§ Records to use:
····················
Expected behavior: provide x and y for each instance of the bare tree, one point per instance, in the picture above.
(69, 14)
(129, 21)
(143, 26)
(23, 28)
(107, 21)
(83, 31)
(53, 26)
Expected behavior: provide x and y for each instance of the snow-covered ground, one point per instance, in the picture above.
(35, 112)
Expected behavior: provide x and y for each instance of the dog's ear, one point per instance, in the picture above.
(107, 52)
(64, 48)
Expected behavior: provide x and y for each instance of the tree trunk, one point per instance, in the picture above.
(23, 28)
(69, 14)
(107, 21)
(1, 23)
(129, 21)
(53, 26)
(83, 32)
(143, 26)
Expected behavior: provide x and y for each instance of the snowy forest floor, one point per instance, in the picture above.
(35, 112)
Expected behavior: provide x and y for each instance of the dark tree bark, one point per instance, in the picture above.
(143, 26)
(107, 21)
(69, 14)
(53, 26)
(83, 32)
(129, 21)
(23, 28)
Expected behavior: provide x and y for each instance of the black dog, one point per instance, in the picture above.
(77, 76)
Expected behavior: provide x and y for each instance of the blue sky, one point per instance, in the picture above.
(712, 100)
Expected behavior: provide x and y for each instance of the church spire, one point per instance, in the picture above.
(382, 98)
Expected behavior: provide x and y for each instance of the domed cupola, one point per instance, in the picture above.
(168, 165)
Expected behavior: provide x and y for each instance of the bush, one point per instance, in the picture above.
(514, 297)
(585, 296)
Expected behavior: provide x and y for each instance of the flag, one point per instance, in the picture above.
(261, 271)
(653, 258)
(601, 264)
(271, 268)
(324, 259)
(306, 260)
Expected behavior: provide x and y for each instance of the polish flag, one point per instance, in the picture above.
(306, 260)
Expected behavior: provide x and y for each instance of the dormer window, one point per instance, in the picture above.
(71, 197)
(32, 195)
····················
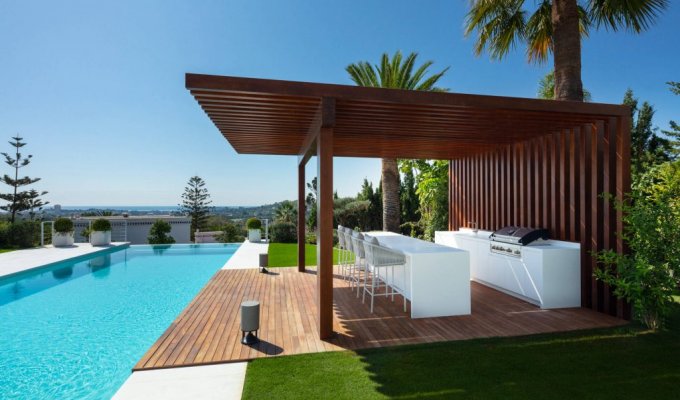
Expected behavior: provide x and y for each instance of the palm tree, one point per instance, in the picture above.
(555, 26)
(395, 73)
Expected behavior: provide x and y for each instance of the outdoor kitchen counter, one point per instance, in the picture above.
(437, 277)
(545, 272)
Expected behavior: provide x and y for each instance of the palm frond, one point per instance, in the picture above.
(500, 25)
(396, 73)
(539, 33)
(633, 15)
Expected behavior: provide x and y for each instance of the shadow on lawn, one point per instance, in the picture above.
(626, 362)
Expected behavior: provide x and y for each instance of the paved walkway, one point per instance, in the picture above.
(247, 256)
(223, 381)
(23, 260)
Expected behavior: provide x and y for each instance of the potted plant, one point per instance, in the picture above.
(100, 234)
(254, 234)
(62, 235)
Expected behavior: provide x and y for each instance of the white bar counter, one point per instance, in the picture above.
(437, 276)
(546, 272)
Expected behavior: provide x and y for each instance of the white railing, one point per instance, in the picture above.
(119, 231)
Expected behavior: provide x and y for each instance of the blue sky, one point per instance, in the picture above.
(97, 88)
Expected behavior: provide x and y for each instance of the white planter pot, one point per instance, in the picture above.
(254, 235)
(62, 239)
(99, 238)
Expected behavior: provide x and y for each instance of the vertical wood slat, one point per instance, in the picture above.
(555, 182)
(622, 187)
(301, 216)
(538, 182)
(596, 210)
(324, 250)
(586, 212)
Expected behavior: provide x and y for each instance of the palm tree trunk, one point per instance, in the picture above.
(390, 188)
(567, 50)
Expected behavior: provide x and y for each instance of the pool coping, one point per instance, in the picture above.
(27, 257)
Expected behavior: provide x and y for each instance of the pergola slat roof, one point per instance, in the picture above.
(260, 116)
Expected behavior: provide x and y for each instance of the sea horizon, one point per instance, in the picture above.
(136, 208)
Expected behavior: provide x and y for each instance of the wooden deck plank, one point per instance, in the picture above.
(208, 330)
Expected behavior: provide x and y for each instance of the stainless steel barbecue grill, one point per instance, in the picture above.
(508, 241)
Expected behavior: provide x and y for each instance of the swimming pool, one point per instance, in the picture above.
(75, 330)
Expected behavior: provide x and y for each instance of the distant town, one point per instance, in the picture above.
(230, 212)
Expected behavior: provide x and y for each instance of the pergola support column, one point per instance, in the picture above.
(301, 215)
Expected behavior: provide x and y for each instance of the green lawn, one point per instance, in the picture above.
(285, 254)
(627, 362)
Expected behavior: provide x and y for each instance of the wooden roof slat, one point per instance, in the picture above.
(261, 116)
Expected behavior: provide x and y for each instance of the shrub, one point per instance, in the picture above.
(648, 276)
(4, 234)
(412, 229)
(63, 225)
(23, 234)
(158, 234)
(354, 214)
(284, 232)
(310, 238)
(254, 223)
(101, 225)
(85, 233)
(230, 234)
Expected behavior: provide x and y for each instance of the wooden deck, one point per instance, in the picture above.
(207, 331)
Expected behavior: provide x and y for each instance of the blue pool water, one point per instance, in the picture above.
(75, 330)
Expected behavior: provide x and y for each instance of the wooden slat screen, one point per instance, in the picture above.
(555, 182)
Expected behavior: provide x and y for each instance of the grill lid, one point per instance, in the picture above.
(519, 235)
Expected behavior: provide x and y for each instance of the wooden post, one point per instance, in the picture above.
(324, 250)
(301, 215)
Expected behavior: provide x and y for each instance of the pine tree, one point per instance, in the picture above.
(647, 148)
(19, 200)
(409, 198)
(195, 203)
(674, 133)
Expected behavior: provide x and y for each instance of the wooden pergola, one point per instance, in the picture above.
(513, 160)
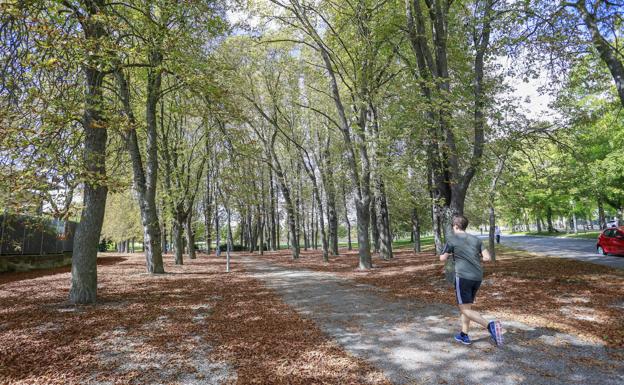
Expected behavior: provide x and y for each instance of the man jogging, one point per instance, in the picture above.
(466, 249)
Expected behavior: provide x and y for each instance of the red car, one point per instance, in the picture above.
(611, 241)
····················
§ Exercise aim:
How many lines in the entries above contain the string "trunk", with case counting? Give only the number.

§ The completed task:
2